- **Exercise description**: Nothing but the line holding "In this exercise you will locate the stack of tires" and the lines after it, through the end of the records, should be set down, each exactly as it is.

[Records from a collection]
----
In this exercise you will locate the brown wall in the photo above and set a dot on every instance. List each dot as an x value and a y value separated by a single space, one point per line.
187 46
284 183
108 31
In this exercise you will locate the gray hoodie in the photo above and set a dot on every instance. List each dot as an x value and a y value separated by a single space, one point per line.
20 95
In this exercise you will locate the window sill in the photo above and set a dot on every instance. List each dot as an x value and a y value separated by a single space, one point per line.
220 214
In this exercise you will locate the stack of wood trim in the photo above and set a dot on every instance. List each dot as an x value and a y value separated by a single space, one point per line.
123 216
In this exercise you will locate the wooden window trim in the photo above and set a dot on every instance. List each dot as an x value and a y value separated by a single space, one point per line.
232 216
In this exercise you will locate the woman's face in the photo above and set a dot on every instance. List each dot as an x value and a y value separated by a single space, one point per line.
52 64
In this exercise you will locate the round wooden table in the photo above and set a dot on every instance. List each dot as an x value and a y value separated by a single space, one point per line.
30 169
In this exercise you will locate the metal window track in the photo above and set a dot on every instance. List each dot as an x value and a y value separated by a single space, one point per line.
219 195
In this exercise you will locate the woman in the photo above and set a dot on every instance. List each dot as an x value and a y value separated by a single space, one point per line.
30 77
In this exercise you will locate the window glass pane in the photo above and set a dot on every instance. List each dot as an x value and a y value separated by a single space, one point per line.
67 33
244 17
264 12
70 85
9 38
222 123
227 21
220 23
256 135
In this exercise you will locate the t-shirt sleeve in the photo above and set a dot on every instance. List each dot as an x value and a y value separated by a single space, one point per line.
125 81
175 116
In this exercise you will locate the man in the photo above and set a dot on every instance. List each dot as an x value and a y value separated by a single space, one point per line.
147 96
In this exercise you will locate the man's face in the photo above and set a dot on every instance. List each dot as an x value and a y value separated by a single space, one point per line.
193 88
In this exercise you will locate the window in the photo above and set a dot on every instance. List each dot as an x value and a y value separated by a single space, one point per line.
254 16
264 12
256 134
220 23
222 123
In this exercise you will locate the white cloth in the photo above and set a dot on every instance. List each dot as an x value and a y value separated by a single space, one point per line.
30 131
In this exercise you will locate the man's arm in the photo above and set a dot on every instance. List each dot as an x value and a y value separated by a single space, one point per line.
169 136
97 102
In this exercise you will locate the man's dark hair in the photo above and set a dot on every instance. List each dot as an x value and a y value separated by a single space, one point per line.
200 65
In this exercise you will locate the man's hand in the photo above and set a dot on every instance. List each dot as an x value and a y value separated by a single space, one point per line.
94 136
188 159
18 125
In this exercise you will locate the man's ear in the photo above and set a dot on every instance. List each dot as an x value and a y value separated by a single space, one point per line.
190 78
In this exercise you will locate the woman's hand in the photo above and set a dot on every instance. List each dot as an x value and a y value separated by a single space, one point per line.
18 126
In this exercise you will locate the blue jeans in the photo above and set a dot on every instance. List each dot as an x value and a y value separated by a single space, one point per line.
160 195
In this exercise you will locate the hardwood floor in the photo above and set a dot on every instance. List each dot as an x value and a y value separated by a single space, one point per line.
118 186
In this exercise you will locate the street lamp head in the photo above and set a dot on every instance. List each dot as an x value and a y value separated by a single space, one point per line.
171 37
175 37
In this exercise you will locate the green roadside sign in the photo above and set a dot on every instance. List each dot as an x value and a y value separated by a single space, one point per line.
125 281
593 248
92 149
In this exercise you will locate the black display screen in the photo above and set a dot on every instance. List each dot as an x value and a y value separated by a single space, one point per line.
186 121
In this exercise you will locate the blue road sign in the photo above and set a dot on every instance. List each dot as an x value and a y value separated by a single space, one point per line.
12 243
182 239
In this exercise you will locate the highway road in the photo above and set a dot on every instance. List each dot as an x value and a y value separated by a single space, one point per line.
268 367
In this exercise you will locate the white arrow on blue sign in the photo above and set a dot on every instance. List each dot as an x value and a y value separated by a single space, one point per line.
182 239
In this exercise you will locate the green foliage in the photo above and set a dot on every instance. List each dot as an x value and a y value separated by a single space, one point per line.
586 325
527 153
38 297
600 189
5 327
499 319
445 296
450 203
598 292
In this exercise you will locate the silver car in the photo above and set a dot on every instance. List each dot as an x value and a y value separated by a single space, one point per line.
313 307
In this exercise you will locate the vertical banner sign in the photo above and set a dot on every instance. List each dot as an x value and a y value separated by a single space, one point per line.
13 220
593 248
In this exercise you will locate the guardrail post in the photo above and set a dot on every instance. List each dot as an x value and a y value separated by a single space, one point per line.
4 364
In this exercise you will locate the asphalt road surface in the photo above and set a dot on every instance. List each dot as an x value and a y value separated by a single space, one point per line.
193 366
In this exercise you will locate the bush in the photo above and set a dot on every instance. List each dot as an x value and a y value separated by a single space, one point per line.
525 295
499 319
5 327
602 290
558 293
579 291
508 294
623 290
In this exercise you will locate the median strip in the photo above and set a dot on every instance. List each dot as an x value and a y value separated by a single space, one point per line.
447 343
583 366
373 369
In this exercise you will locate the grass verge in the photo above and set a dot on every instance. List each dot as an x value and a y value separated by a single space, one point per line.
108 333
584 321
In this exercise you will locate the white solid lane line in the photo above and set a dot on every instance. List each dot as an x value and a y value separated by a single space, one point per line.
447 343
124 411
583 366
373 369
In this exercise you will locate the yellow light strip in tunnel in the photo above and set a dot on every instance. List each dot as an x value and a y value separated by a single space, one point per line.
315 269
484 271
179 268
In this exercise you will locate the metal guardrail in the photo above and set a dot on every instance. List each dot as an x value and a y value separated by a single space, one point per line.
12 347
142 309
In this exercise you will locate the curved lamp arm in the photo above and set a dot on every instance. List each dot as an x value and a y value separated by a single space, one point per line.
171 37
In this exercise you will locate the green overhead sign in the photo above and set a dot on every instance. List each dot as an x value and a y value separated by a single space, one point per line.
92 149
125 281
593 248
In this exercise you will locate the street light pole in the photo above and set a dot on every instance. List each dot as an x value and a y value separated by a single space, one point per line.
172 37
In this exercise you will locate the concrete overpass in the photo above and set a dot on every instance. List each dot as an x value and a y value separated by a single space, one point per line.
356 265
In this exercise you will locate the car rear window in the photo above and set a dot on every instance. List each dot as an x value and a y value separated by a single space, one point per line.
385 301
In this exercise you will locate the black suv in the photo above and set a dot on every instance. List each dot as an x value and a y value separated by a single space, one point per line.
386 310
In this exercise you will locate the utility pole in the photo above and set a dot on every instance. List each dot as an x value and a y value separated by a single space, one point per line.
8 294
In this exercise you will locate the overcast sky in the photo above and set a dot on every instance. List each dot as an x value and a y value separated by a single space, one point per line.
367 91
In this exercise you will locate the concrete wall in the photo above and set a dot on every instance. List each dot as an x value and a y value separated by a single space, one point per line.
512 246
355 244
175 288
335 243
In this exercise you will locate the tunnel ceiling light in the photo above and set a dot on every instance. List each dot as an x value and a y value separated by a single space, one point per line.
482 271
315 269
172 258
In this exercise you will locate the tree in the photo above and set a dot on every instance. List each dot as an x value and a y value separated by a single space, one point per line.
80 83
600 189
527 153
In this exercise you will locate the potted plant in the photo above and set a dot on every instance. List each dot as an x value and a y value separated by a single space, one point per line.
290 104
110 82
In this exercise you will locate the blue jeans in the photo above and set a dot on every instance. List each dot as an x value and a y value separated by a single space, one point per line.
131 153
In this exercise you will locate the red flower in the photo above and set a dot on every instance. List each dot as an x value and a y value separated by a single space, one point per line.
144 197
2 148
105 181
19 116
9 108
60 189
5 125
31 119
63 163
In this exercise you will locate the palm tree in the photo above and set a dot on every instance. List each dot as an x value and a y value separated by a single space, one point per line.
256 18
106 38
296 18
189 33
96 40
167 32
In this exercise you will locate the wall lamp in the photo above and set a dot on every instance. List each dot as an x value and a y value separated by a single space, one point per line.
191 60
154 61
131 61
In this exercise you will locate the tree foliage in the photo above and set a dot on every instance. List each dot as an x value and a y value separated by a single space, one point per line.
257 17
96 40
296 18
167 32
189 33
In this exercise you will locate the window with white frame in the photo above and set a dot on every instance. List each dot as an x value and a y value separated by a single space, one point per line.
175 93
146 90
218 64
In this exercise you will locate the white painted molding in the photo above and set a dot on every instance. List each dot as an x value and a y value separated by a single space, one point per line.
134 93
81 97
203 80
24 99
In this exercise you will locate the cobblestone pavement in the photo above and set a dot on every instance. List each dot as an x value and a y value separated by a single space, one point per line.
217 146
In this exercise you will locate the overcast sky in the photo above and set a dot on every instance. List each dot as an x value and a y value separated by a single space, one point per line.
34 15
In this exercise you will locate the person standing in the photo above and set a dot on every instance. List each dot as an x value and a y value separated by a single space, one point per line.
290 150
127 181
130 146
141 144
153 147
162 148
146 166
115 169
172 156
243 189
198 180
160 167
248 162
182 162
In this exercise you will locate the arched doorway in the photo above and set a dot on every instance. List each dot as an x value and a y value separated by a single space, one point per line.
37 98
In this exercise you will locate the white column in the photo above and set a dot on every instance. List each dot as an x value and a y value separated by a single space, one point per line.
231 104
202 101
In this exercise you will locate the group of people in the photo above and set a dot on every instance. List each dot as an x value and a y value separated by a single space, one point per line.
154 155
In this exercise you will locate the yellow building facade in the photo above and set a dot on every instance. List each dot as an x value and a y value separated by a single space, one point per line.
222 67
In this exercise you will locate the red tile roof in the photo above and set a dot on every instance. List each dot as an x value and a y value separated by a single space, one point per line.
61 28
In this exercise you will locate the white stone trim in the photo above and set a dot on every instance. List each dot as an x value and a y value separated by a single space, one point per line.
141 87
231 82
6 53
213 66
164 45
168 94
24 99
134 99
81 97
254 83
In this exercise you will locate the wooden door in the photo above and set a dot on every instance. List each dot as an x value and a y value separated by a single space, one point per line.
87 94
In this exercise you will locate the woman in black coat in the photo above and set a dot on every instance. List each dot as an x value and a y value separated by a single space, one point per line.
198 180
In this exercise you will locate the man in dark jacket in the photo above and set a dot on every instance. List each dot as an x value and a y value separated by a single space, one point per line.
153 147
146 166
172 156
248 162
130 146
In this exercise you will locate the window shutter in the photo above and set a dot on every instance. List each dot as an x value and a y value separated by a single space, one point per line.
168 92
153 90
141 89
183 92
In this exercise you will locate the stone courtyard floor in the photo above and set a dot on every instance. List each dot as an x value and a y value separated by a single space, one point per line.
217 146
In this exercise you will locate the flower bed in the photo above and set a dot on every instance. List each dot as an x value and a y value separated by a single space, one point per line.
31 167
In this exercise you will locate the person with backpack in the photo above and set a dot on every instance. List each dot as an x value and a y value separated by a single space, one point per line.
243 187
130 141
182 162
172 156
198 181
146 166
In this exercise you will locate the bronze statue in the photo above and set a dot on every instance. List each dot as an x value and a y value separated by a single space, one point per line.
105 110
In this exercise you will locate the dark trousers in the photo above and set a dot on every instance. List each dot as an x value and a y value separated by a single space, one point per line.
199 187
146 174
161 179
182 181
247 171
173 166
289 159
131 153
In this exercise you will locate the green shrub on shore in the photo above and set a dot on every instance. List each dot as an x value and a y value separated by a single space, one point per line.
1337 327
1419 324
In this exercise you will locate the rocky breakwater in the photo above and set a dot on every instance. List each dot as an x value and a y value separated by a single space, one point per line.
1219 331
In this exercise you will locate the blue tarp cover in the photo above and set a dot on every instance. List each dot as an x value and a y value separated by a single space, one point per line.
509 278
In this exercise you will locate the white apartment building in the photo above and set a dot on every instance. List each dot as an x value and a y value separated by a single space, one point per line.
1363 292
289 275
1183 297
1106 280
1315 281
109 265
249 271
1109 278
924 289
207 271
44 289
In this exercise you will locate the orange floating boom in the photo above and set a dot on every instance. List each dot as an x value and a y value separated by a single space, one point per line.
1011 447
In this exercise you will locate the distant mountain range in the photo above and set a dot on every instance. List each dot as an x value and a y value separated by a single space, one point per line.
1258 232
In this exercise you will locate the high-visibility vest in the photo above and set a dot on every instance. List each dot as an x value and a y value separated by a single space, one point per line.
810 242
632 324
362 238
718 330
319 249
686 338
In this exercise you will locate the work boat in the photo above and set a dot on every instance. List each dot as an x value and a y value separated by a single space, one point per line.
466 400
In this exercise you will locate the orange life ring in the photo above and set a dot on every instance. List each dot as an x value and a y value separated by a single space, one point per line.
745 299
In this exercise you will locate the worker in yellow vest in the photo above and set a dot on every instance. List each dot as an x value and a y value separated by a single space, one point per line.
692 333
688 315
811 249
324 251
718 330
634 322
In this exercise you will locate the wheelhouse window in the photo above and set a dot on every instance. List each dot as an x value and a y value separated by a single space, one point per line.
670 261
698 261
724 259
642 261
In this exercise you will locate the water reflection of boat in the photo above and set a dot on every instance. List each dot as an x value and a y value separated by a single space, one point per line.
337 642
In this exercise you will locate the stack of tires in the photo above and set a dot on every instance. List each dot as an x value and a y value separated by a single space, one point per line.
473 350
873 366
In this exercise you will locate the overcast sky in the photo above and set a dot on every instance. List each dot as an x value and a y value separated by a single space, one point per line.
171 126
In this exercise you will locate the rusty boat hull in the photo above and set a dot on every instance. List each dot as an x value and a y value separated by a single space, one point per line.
----
- **Answer box**:
In this exercise you will locate the stack of tires in the photo above and set a dot on every instance. List each dot as an x value and a y value separated by a single space, one point per line.
473 350
873 366
In this exercise you will locate the overcast sky in the photo above and set a dot on every instance. List each dot as an x value and a y value separated by a single space, one point per line.
171 126
In this exercise you will locate the rusty boat hull in the photo above and set a dot on every instance. List each dot as an x value and a y value separated by a single space, one point per line.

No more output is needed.